--- BEGIN Dataset rows ---

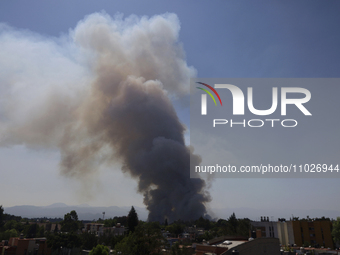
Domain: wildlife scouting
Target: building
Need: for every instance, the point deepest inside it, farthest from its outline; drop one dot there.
(313, 232)
(258, 246)
(305, 232)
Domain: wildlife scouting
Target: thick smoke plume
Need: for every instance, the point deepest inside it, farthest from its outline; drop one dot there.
(103, 93)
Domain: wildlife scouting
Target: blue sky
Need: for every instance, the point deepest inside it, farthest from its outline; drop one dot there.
(280, 39)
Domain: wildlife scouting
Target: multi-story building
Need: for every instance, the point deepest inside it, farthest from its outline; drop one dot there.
(305, 232)
(313, 232)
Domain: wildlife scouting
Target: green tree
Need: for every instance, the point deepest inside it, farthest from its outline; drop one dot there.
(146, 239)
(232, 222)
(89, 240)
(70, 222)
(100, 250)
(336, 230)
(31, 230)
(132, 219)
(63, 240)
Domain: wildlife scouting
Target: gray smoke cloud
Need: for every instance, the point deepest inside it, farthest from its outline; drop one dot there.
(101, 94)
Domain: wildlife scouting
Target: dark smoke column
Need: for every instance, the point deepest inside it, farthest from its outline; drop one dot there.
(101, 95)
(129, 109)
(144, 129)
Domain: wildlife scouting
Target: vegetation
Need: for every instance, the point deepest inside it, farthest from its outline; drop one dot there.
(336, 230)
(67, 234)
(100, 250)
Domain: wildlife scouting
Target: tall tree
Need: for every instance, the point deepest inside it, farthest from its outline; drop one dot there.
(336, 230)
(146, 239)
(70, 222)
(100, 250)
(132, 219)
(1, 216)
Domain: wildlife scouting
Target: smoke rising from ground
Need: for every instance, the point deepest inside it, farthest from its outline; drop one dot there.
(100, 94)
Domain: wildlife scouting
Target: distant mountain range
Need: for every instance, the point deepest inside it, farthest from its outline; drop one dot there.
(84, 211)
(87, 212)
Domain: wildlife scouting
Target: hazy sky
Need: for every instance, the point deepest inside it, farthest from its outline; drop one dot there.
(279, 39)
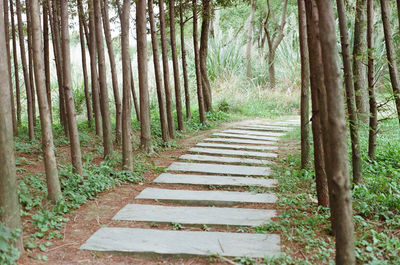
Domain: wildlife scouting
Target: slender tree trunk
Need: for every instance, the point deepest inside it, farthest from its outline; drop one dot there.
(15, 58)
(337, 170)
(359, 68)
(10, 214)
(53, 183)
(114, 77)
(93, 70)
(69, 98)
(249, 39)
(177, 81)
(141, 34)
(391, 56)
(126, 74)
(318, 102)
(81, 16)
(205, 28)
(200, 98)
(168, 93)
(104, 105)
(25, 71)
(157, 73)
(305, 83)
(373, 118)
(350, 98)
(46, 49)
(184, 64)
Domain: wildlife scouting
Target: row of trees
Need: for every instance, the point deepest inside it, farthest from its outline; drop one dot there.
(49, 20)
(321, 71)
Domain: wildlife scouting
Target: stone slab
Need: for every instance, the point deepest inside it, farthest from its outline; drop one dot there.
(206, 197)
(246, 136)
(182, 243)
(225, 159)
(216, 151)
(238, 141)
(250, 132)
(215, 180)
(219, 169)
(236, 146)
(194, 215)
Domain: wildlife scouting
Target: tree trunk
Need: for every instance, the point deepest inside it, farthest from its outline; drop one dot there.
(373, 118)
(81, 17)
(177, 81)
(184, 64)
(249, 39)
(359, 68)
(205, 82)
(15, 58)
(126, 74)
(157, 73)
(350, 98)
(305, 83)
(104, 105)
(53, 182)
(200, 98)
(391, 56)
(69, 97)
(141, 34)
(10, 214)
(337, 170)
(318, 102)
(25, 71)
(114, 77)
(93, 71)
(168, 95)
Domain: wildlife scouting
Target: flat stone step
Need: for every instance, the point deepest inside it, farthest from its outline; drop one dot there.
(225, 159)
(246, 136)
(238, 141)
(194, 215)
(182, 243)
(206, 197)
(236, 146)
(231, 152)
(219, 169)
(250, 132)
(215, 180)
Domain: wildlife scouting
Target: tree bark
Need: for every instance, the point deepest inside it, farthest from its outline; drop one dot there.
(93, 71)
(53, 182)
(168, 95)
(157, 73)
(391, 55)
(184, 64)
(104, 105)
(318, 102)
(337, 170)
(305, 83)
(126, 74)
(200, 98)
(69, 97)
(249, 39)
(9, 203)
(177, 81)
(114, 77)
(28, 90)
(141, 34)
(205, 82)
(359, 68)
(350, 98)
(373, 118)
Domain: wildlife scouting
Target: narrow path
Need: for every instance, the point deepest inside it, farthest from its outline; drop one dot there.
(232, 161)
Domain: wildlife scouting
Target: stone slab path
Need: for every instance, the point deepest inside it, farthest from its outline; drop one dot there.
(234, 158)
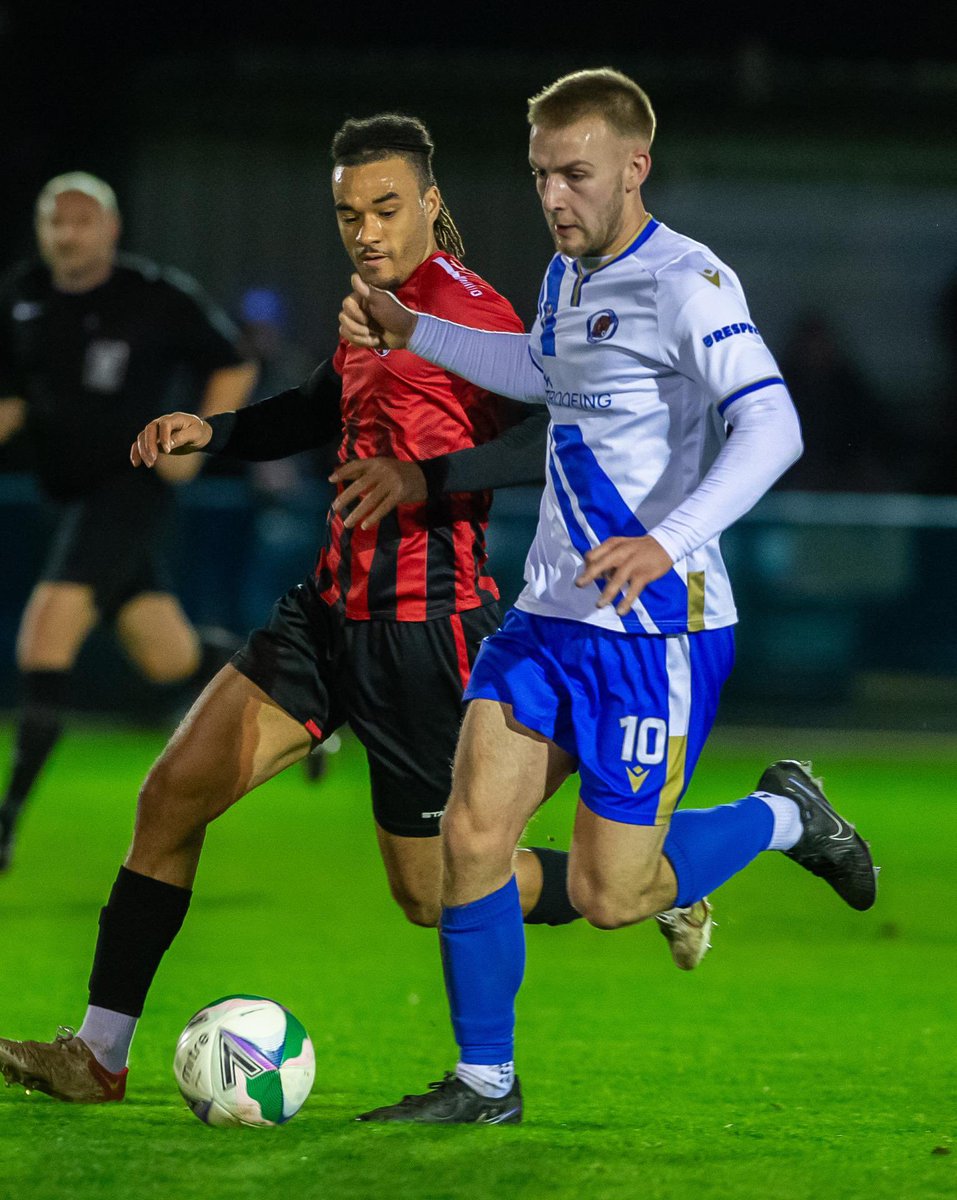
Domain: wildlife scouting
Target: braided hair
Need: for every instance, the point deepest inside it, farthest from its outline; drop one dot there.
(390, 135)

--- END Dataset rows ---

What you need to do:
Write every record out again exactly; no pictures belong in the copy.

Answer in full:
Domain: wildlife scouting
Target: building
Need: for every instance, the point deepest inside it, farthest from its outline; drop one dot there.
(313, 232)
(258, 246)
(305, 232)
Domain: wildlife scouting
Target: thick smoke plume
Need: for every instance, the point deepest inside it, farthest from its outline; drop one dot there.
(103, 93)
Domain: wildlife scouting
Target: blue sky
Need: for every instance, the point deepest inside it, farthest from its outline; drop one dot there.
(280, 39)
Domain: wildlife scouting
Target: multi-story building
Need: for every instance, the point deepest inside it, farthest from its outline; drop one dot there.
(305, 232)
(313, 232)
Domain: wildlife scouting
Target: green tree
Need: for every instance, the point deepest inside it, farthest from its outline; drop one dot there.
(146, 239)
(232, 222)
(89, 240)
(70, 222)
(100, 250)
(336, 230)
(31, 230)
(132, 219)
(63, 240)
Domain: wildlife scouting
Target: gray smoke cloud
Need: for every instance, the point deepest inside it, farthest from its outline; drop one dot there.
(101, 94)
Domain: wildlife scouting
Target: dark smoke column
Need: for every instance, the point deepest inside it, farthest from its outline; drop one dot there.
(101, 95)
(129, 109)
(144, 129)
Domain: wildlife scouting
Target: vegetation
Need: for every instance, the point deepest inside it, farthest from its outline; drop one dot there.
(336, 230)
(67, 234)
(100, 250)
Domain: wildlife scouting
Target: tall tree
Need: for every instance, the point deepest inside it, farthest from its outline; drop one dot there.
(336, 230)
(146, 239)
(70, 222)
(100, 250)
(132, 219)
(1, 216)
Domain: wildlife scouting
Target: smoke rising from ground
Need: for every instance, the point deepest inside it, farthest from its outline; drop one dot there.
(100, 94)
Domain: wildlife scouting
Target: distant mountain range
Need: for every instance, the point deepest inside it, farthest from its outline; drop one dot there.
(84, 211)
(87, 212)
Domain: wildlife scouting
Target: hazy sky
Need: for every instance, the point deepest inside it, farthest from its outline; drop one dot there.
(279, 39)
Domain: wildlife scouting
Target: slender tree trunk
Need: for every instance, the point deepest inside it, farthest from its outline; drop one dot there.
(15, 58)
(337, 170)
(359, 68)
(10, 214)
(53, 183)
(114, 77)
(93, 70)
(69, 98)
(249, 39)
(177, 81)
(141, 34)
(391, 56)
(126, 74)
(318, 102)
(81, 16)
(205, 28)
(200, 98)
(168, 93)
(104, 105)
(25, 71)
(157, 73)
(305, 83)
(373, 118)
(350, 98)
(46, 49)
(184, 64)
Domain: wildlife scouting
Target: row of trees
Need: for every instance, the point deepest inside it, farthest from its outline; drop one dot there.
(49, 20)
(321, 71)
Domain: wildlife scouting
Target: stone slab
Need: for every instance, the point deepest inside it, farthest from its outline; drop one dot there.
(206, 197)
(246, 136)
(182, 243)
(225, 159)
(216, 151)
(238, 141)
(250, 132)
(215, 180)
(219, 169)
(236, 146)
(194, 215)
Domain: wildlife scouting
Target: tree trunk
Need: for every instance, the point deepest inside it, farthest from its outline; drop one dot there.
(373, 118)
(81, 17)
(177, 81)
(184, 64)
(249, 39)
(359, 68)
(205, 82)
(15, 58)
(126, 74)
(157, 73)
(350, 98)
(305, 83)
(104, 105)
(53, 182)
(200, 98)
(391, 56)
(69, 97)
(141, 34)
(10, 214)
(337, 170)
(318, 102)
(25, 71)
(114, 77)
(93, 71)
(168, 95)
Domain: wildlife scouting
Target: flat stone step
Need: for every instance, the point deepest inside it, farthest from its outline; drop one dot there.
(225, 159)
(246, 136)
(238, 141)
(194, 215)
(182, 243)
(206, 197)
(236, 146)
(231, 152)
(219, 169)
(250, 132)
(215, 180)
Domain: wildlife scouting
Target: tree bark
Need: for every instance, the point deepest inside it, farthest from its outline; drop one dot there.
(93, 71)
(53, 182)
(168, 95)
(157, 73)
(391, 55)
(184, 64)
(104, 105)
(318, 102)
(337, 170)
(305, 83)
(126, 74)
(200, 98)
(69, 97)
(249, 39)
(9, 203)
(177, 81)
(114, 77)
(28, 90)
(141, 34)
(205, 82)
(359, 68)
(350, 98)
(373, 118)
Domain: wildlife scouting
Target: narrow path
Need: for every instance, the point deepest inside it, farthest from its outline; drop one dot there.
(232, 161)
Domain: wildlife scouting
Target: stone slab path
Need: for every instance, the point deepest inside it, farthest from its outline; drop one dot there.
(234, 158)
Domain: wildlife scouting
Target: braided hair
Need: for every instance, the point deepest inside it, farthest from its outline; drop one dot there.
(390, 135)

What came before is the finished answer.